Compito richiesto 1 | Nel brano su dom Gérard e Lefebvre, chi è indicato come fondatore dell'Abbazia benedettina di Sainte-Madeleine du Barroux?
-------- Brano di testo --------
Dom Gérard e Lefebvre, un'amicizia dolorosa

30 anni fa le ordinazioni illegittime di Lefebvre di 4 vescovi senza il mandato di Roma. Una celebrazione alla quale partecipò per metà anche dom Gérard Calvet, che del vescovo scismatico fu amico e ne seguì fino a poco prima della rottura definitva con Roma le istanze. Un'amicizia vissuta nel dramma di uno scisma lacerante. 

Ecclesia 30_06_2018

1988-2018: oggi ricorre il 30º anniversario delle consacrazioni episcopali da parte di mons. Lefebvre e di mons. De Castro Mayer a Ecône. 2008-2018: 10 anni fa, il 28 febbraio, entrava nella vita vera, dom Gérard Calvet, il fondatore dell’Abbazia benedettina di Sainte-Madeleine du Barroux.
-------- Record dei dati --------
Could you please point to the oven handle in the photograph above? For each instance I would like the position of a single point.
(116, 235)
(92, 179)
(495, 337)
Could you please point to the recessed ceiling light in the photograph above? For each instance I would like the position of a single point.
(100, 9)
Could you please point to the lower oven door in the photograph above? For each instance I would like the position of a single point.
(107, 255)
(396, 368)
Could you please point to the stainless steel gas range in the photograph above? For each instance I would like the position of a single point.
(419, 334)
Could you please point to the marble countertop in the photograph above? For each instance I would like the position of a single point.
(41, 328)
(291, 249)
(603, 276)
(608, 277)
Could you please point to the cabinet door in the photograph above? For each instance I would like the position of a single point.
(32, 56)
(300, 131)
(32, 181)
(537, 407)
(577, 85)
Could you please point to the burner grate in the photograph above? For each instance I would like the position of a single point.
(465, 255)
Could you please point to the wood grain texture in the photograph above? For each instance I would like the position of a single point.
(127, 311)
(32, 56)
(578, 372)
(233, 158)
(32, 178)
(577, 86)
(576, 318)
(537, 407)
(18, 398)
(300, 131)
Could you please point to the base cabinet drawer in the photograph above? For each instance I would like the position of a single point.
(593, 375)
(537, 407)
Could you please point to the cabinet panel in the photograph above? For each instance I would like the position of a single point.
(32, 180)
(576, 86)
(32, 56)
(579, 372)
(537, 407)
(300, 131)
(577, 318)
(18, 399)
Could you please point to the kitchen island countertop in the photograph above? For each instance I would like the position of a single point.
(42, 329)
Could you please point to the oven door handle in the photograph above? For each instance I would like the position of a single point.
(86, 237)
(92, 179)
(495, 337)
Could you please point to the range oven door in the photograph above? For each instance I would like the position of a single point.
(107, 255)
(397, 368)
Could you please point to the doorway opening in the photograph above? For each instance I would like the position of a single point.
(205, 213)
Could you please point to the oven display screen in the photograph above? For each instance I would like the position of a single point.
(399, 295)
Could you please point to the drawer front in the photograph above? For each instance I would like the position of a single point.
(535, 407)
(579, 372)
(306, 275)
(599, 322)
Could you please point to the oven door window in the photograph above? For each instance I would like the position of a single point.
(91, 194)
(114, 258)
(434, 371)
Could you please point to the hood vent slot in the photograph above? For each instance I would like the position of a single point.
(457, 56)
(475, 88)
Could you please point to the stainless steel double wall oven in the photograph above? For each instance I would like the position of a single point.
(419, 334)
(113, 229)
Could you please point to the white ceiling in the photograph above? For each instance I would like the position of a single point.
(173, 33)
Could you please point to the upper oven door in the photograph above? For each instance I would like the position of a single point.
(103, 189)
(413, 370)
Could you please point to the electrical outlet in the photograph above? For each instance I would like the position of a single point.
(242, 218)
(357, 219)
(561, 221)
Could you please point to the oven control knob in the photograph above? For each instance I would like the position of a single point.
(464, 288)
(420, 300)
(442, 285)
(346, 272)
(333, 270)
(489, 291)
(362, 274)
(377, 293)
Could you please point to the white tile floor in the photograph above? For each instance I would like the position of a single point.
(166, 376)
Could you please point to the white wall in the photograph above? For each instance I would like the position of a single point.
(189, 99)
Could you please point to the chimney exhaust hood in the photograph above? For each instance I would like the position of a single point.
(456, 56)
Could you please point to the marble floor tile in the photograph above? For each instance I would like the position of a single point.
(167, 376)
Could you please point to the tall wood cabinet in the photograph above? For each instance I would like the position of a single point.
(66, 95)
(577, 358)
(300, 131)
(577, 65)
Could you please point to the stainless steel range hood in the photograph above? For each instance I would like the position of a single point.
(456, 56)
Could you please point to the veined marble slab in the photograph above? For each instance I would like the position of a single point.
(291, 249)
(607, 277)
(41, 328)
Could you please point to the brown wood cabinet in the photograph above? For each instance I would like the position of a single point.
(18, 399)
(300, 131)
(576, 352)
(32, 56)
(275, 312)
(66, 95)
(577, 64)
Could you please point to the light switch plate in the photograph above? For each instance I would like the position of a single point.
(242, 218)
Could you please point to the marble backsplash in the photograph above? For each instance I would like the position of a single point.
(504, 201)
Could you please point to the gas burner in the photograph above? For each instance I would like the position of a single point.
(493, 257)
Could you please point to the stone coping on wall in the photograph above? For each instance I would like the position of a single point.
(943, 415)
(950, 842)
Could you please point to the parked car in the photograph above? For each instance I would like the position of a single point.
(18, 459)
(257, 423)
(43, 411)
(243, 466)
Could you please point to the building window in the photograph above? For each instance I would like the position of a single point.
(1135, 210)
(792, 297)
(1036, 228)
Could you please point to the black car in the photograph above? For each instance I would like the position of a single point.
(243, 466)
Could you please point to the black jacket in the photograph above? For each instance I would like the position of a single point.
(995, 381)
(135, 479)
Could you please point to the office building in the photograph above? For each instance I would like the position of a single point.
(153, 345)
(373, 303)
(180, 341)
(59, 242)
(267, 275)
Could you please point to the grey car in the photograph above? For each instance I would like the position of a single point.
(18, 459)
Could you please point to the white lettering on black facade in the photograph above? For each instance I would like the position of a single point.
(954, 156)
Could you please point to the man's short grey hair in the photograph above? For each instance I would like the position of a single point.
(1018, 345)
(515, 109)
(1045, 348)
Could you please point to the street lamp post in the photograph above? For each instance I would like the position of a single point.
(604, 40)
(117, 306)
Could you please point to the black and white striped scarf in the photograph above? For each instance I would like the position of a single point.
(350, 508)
--------
Compito richiesto 2 | Estrai dai record ogni riga che contiene la stringa "burner", tenendo conto di maiuscole e minuscole.

Risposta svolta 1 | Dom Gérard Calvet.

Risposta svolta 2 |
Could you please point to the burner grate in the photograph above? For each instance I would like the position of a single point.
Could you please point to the gas burner in the photograph above? For each instance I would like the position of a single point.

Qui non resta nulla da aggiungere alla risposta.